» **TASK GOAL**: Find every line in the data below that contains the string "front" and copy each of those lines. Case matters when matching.
--*--
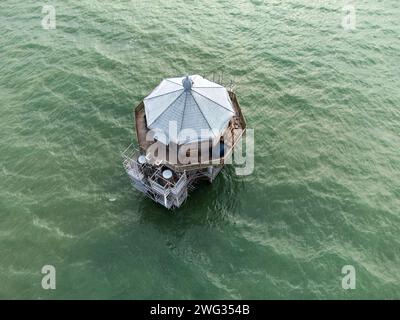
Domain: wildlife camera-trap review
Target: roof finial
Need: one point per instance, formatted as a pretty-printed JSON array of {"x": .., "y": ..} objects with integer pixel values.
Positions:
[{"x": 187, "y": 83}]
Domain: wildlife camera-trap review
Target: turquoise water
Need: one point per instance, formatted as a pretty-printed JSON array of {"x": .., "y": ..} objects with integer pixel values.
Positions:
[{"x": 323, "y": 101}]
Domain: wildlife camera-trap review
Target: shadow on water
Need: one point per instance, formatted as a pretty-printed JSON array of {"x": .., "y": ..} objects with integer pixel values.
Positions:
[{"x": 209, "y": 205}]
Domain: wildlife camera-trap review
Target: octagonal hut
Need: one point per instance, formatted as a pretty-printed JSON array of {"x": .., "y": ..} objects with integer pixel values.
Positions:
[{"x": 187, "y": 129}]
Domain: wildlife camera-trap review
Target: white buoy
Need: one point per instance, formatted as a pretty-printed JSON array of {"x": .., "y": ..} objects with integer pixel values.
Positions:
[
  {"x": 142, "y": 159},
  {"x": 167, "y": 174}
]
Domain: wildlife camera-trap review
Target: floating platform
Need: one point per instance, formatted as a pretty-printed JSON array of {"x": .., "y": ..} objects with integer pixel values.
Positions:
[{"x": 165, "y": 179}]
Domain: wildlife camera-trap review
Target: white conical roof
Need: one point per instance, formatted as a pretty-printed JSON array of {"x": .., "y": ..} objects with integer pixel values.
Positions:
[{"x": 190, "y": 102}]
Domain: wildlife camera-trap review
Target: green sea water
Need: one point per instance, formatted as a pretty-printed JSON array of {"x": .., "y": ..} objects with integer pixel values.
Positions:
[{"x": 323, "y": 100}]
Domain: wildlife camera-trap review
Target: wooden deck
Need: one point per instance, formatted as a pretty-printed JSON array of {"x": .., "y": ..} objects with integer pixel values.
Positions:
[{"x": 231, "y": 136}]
--*--
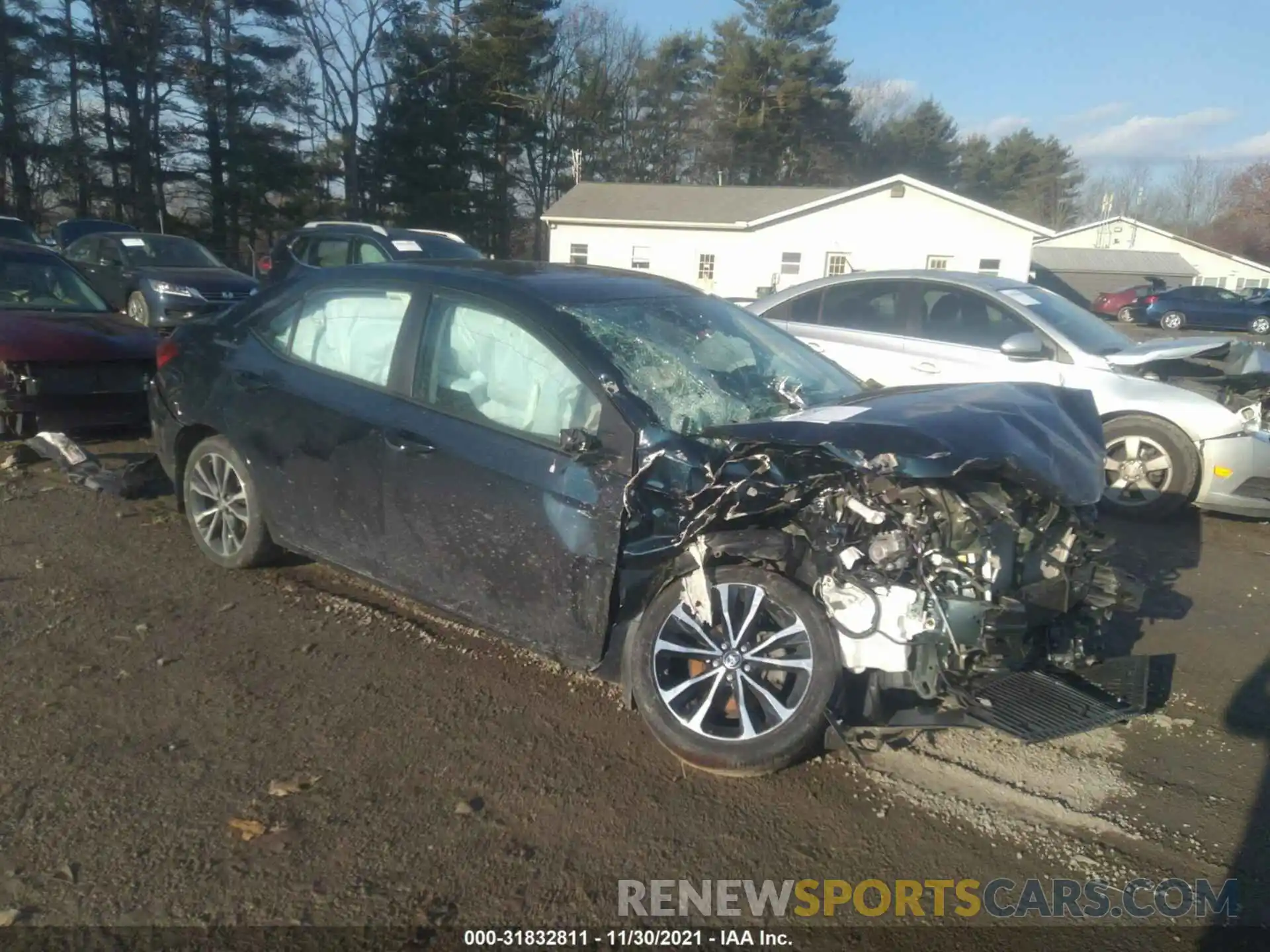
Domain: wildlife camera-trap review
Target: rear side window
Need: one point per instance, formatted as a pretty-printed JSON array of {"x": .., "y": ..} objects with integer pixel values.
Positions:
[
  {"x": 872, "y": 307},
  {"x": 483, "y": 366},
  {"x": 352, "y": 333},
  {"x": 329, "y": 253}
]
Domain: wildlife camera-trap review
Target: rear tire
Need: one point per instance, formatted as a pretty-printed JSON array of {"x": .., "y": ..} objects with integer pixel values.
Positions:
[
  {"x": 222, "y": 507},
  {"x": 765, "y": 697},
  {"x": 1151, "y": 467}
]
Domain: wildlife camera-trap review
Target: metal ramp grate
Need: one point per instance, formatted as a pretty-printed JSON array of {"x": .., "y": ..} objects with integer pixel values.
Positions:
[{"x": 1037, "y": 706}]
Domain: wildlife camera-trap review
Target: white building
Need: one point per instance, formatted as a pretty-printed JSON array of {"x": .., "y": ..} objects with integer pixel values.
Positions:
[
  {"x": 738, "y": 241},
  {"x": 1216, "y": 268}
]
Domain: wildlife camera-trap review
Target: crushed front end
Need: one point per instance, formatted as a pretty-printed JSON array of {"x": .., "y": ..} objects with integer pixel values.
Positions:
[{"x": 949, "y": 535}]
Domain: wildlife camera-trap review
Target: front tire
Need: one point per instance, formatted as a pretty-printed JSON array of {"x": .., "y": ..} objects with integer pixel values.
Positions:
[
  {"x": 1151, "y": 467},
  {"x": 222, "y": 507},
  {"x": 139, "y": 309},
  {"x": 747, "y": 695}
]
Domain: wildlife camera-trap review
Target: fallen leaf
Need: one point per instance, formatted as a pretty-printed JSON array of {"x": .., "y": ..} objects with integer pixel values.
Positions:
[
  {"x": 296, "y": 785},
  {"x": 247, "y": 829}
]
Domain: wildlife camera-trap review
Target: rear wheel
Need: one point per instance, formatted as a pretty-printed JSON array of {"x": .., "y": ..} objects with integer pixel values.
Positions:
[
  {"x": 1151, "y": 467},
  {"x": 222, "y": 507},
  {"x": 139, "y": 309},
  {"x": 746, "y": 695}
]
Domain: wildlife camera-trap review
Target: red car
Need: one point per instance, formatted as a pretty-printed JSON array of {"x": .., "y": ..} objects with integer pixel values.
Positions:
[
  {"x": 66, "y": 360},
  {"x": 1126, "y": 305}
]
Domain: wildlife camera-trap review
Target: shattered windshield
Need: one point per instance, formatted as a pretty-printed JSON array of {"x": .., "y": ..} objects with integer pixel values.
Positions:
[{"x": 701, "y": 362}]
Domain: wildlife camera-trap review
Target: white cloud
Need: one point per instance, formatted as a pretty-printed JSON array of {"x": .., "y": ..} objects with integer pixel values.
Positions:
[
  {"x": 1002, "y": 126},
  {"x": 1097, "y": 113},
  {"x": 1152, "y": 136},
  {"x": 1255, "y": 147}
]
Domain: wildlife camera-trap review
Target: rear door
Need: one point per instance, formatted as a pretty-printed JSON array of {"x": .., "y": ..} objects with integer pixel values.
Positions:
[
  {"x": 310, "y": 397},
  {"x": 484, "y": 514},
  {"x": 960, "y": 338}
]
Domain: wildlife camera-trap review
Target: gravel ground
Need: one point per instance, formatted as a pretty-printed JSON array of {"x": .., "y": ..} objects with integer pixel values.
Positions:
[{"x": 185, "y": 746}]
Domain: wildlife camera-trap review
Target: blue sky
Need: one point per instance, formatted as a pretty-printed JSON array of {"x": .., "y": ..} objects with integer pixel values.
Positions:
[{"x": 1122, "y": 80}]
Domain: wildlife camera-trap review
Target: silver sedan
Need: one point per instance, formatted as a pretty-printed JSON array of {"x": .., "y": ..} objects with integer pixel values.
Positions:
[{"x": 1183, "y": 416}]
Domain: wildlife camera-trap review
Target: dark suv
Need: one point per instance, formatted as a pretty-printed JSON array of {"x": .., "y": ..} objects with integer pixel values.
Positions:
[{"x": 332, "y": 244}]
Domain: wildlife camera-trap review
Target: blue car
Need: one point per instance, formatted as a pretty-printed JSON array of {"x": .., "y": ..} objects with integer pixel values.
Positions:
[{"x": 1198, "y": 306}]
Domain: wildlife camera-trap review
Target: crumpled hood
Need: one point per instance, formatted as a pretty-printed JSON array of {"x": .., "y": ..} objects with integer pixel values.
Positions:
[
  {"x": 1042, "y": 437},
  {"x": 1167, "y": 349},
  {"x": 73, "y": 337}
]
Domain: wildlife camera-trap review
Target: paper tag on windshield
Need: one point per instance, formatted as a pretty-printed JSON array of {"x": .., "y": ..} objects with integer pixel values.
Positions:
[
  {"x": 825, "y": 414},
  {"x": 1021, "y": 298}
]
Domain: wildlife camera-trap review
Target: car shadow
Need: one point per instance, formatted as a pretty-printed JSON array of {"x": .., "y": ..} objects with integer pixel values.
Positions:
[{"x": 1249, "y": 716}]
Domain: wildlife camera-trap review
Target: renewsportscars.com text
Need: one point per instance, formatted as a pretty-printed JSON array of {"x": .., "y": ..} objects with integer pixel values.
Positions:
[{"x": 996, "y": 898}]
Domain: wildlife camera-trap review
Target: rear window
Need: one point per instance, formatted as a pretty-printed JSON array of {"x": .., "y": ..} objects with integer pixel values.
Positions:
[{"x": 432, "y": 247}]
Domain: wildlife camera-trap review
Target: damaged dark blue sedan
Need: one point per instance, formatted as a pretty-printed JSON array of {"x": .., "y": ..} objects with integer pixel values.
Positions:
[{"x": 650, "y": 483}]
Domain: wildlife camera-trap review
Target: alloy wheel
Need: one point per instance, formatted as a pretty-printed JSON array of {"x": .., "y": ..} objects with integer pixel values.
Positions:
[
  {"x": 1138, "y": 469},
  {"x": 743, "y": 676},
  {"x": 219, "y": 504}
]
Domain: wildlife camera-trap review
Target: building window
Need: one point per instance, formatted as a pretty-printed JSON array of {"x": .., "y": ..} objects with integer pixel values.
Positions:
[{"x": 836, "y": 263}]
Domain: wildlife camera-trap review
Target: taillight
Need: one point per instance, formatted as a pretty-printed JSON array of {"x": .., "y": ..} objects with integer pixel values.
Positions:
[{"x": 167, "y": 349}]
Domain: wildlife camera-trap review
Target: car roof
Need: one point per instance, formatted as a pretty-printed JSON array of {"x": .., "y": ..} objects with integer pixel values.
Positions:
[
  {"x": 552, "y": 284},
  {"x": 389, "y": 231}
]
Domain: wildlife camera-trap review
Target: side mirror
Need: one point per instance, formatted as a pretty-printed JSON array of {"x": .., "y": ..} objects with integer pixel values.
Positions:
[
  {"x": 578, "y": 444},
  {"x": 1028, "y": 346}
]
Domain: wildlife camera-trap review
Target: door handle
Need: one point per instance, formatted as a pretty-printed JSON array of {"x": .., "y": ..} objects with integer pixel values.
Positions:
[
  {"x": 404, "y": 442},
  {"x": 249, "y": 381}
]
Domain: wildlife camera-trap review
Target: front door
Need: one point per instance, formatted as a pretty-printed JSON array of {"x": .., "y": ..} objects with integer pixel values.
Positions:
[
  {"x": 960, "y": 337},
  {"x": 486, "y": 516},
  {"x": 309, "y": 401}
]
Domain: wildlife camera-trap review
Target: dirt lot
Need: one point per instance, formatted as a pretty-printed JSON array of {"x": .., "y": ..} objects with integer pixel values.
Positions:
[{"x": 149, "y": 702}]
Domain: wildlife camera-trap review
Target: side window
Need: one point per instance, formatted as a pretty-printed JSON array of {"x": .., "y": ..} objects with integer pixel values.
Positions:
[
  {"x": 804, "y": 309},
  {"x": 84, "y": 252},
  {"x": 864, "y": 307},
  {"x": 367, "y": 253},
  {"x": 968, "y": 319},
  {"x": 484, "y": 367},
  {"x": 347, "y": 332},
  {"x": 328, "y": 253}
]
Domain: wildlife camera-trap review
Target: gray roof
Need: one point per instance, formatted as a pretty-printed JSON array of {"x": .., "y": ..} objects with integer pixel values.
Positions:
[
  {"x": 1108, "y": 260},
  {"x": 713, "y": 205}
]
--*--
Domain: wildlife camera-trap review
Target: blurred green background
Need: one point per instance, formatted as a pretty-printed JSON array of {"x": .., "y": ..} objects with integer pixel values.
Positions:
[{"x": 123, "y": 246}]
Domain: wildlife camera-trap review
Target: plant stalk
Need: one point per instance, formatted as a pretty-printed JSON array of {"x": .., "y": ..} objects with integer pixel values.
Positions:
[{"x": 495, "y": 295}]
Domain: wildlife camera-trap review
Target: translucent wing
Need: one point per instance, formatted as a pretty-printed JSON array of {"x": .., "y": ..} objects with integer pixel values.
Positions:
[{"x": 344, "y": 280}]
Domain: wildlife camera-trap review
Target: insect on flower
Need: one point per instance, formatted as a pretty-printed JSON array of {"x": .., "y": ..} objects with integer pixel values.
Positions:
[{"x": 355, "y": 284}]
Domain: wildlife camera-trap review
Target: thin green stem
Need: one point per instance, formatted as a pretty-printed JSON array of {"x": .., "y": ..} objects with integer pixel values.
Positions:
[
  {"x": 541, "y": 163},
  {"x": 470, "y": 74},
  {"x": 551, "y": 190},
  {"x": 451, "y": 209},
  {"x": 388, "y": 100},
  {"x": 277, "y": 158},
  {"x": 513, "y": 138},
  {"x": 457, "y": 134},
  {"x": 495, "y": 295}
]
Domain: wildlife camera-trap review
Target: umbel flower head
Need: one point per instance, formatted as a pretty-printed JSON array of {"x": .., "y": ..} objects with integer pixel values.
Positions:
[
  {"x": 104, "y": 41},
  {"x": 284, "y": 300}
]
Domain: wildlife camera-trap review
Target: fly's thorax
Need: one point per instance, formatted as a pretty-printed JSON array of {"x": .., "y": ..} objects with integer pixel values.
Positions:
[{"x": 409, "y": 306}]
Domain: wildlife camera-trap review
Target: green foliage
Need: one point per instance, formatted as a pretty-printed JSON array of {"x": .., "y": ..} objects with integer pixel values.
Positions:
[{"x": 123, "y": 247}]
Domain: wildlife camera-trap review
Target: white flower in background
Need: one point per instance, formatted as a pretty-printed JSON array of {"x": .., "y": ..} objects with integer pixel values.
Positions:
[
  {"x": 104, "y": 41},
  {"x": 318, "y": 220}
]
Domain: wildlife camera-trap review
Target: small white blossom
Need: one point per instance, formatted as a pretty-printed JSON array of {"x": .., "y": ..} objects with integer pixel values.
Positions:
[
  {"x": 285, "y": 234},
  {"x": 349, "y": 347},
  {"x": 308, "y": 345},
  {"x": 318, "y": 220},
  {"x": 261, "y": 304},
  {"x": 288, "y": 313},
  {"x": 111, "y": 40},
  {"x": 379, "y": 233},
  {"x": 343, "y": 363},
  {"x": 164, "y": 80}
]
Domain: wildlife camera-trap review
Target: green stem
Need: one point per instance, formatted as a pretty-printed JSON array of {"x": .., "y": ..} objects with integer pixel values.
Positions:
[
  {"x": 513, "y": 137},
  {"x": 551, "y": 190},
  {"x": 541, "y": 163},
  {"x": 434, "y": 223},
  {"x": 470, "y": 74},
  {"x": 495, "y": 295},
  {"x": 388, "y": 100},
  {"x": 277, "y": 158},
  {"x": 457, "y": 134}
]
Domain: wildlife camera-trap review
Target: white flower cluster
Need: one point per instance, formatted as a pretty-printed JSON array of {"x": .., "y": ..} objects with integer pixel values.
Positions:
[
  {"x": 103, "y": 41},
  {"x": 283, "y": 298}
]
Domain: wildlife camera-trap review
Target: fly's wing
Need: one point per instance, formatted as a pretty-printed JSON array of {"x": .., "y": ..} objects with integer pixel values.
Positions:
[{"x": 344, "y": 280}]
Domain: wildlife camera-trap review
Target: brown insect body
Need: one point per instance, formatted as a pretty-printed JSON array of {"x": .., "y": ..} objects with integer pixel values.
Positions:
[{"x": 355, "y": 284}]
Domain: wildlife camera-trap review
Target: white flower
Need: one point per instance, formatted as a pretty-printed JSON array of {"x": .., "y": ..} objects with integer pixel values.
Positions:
--*--
» **ANSWER IN FULL**:
Target: crushed front end
Target: front tire
Target: front door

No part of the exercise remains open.